> **RECORDS FOR THIS EXERCISE**
▶
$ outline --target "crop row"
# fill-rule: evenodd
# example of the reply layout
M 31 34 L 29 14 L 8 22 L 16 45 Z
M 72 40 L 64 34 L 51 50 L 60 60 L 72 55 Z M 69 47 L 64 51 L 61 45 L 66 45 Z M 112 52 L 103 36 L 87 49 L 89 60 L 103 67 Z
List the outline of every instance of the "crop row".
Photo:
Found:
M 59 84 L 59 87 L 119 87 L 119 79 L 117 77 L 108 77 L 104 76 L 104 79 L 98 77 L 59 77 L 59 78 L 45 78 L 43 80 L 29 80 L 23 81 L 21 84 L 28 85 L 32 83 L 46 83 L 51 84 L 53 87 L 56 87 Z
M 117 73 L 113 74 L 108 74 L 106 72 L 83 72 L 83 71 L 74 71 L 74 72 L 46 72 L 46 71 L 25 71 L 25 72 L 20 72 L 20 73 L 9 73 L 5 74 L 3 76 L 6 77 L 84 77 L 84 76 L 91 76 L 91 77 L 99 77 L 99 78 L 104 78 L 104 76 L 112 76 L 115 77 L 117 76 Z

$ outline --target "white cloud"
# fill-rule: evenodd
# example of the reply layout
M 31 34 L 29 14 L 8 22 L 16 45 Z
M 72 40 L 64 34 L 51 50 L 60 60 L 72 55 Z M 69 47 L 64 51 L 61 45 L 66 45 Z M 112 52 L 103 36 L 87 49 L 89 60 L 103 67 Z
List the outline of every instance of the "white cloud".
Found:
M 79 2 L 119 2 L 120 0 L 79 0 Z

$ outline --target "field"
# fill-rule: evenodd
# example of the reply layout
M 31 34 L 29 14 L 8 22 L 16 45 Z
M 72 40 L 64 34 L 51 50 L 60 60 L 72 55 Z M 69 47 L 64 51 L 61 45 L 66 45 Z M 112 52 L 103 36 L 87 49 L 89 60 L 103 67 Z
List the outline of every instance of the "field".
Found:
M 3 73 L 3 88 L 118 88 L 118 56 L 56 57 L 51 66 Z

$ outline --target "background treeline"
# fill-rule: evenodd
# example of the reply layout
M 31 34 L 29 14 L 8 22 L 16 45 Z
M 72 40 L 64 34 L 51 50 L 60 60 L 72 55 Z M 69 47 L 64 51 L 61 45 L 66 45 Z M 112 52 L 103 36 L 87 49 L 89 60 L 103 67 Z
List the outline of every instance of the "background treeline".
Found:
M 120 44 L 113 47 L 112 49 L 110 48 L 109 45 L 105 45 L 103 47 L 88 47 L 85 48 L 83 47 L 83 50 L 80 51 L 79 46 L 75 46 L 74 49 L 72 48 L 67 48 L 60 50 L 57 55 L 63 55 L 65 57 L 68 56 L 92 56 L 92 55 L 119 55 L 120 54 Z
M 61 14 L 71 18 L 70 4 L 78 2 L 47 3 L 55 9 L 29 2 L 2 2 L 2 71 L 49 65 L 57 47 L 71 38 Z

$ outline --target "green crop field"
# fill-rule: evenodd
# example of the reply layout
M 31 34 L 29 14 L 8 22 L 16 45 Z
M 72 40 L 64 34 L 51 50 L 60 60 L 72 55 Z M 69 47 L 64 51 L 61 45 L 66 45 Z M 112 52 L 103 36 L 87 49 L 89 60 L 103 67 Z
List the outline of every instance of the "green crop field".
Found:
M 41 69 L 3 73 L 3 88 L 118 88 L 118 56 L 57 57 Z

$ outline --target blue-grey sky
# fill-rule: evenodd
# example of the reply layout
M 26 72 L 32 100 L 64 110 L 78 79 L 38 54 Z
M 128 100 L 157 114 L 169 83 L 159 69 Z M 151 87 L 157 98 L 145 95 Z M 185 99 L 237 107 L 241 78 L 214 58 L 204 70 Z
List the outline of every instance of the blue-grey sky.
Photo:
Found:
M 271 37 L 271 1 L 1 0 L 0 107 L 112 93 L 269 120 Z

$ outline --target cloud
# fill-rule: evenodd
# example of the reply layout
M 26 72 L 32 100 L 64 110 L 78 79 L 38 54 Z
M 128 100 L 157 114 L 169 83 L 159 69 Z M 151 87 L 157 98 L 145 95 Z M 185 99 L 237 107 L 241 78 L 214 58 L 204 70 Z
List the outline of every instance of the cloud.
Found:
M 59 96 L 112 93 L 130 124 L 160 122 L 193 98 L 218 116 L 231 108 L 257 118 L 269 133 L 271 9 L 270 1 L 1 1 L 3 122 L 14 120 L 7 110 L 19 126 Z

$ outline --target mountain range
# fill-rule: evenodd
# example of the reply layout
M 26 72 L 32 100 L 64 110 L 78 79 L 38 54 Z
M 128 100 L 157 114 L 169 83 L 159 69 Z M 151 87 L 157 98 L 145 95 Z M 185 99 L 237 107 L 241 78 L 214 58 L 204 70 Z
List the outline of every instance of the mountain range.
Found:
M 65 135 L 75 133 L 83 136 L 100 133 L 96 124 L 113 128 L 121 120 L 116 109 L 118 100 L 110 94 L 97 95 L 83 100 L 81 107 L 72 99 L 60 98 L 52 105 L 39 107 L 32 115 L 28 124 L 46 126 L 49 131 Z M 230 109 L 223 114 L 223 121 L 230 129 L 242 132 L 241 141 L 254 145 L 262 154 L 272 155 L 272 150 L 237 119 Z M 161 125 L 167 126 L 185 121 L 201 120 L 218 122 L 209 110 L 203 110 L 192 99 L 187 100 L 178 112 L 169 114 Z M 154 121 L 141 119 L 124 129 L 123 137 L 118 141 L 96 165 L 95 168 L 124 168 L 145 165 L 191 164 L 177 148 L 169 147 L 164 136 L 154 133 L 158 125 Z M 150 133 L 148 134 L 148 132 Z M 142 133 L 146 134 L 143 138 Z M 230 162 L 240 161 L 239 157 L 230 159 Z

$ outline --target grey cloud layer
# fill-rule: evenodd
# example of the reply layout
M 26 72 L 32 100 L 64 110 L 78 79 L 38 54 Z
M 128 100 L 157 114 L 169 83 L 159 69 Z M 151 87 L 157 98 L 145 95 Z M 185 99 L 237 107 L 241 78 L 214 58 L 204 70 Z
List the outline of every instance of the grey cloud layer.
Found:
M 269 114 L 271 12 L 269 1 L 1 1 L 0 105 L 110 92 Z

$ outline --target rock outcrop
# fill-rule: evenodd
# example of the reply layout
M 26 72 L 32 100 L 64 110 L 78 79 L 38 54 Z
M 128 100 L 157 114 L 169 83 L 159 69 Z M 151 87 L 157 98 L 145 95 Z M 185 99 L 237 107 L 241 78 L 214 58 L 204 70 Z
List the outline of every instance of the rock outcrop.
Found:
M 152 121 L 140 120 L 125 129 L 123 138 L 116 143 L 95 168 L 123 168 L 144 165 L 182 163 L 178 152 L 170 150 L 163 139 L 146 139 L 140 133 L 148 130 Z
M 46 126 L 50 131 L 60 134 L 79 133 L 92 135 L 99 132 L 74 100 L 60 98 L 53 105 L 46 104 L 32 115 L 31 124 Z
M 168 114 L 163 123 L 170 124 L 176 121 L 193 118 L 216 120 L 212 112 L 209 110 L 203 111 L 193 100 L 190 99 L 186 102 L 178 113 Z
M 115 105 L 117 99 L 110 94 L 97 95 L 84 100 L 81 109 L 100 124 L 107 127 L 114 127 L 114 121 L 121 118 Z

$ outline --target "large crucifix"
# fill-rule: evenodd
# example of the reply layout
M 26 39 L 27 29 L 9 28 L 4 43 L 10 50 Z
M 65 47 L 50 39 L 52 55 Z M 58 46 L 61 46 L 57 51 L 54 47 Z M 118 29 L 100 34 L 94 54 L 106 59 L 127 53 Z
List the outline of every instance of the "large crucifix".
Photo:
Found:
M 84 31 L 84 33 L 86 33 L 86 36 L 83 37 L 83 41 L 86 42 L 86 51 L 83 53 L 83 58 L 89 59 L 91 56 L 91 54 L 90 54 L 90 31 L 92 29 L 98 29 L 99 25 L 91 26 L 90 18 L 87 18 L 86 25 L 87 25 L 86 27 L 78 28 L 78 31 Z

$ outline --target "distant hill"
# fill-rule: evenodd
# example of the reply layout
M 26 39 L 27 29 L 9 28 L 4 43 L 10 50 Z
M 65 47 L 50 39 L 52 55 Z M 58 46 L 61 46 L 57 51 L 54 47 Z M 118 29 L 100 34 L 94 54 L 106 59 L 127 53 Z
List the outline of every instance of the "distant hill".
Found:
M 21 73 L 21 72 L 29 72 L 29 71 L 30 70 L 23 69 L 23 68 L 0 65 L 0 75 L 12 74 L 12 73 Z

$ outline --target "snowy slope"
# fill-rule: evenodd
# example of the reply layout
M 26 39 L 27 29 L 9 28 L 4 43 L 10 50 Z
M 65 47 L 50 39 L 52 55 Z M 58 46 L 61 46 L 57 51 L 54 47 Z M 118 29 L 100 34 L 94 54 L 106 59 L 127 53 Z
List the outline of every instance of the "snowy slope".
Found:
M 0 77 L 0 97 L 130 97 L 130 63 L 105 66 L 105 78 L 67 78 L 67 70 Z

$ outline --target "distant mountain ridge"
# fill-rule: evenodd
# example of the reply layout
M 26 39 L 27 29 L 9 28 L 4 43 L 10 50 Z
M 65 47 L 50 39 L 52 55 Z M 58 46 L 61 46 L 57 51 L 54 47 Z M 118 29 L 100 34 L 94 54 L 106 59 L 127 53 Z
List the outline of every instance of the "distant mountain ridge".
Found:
◀
> **REQUEST**
Rewrite the records from the start through the line that contains "M 3 73 L 3 88", changing every "Found" to "Detected" and leaving everything else the same.

> **FULL SOLUTION**
$ outline --target "crop row"
# fill-rule: evenodd
# example of the reply layout
M 31 34 L 29 14 L 8 22 L 16 45 Z
M 72 40 L 64 34 L 51 50 L 60 60 L 72 55 Z M 69 47 L 64 51 L 61 45 L 66 45 Z M 112 52 L 103 36 L 87 49 L 89 60 L 103 67 Z
List the outline of every instance of the "crop row".
Photo:
Detected:
M 59 84 L 59 87 L 119 87 L 119 79 L 117 77 L 108 77 L 104 76 L 104 79 L 98 77 L 59 77 L 59 78 L 45 78 L 43 80 L 29 80 L 23 81 L 21 84 L 28 85 L 32 83 L 46 83 L 51 84 L 53 87 L 56 87 Z
M 117 73 L 113 74 L 108 74 L 106 72 L 83 72 L 83 71 L 74 71 L 74 72 L 46 72 L 46 71 L 25 71 L 25 72 L 20 72 L 20 73 L 9 73 L 5 74 L 3 76 L 6 77 L 84 77 L 84 76 L 91 76 L 91 77 L 99 77 L 99 78 L 104 78 L 104 76 L 112 76 L 115 77 L 117 76 Z

$ outline --target "white cloud"
# fill-rule: evenodd
# example of the reply layout
M 31 34 L 29 14 L 8 22 L 16 45 Z
M 72 40 L 64 34 L 51 50 L 60 60 L 72 55 Z M 69 47 L 64 51 L 61 45 L 66 45 Z M 112 52 L 103 36 L 87 49 L 89 60 L 103 67 Z
List the outline of every instance of the "white cloud".
Detected:
M 79 2 L 119 2 L 120 0 L 79 0 Z

$ outline --target "field"
# fill-rule: evenodd
# example of the reply layout
M 31 34 L 29 14 L 8 22 L 16 45 Z
M 72 40 L 64 34 L 51 50 L 60 60 L 72 55 Z M 69 47 L 64 51 L 61 45 L 66 45 Z M 112 52 L 103 36 L 87 49 L 89 60 L 103 67 Z
List the outline of every instance of the "field".
Detected:
M 3 73 L 3 88 L 118 88 L 118 56 L 56 57 L 51 66 Z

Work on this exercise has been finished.